PROBLEM TO SOLVE | Reproduce every line of the data below verbatim, changing nothing.

═════ EXTRACTED MATERIAL ═════

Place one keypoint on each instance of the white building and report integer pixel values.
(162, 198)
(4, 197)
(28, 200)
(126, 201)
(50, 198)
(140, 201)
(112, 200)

═════

COMPLETE OUTPUT |
Place one keypoint on each instance of the white building and report integer pixel values.
(162, 198)
(4, 197)
(28, 200)
(126, 201)
(50, 198)
(140, 201)
(112, 200)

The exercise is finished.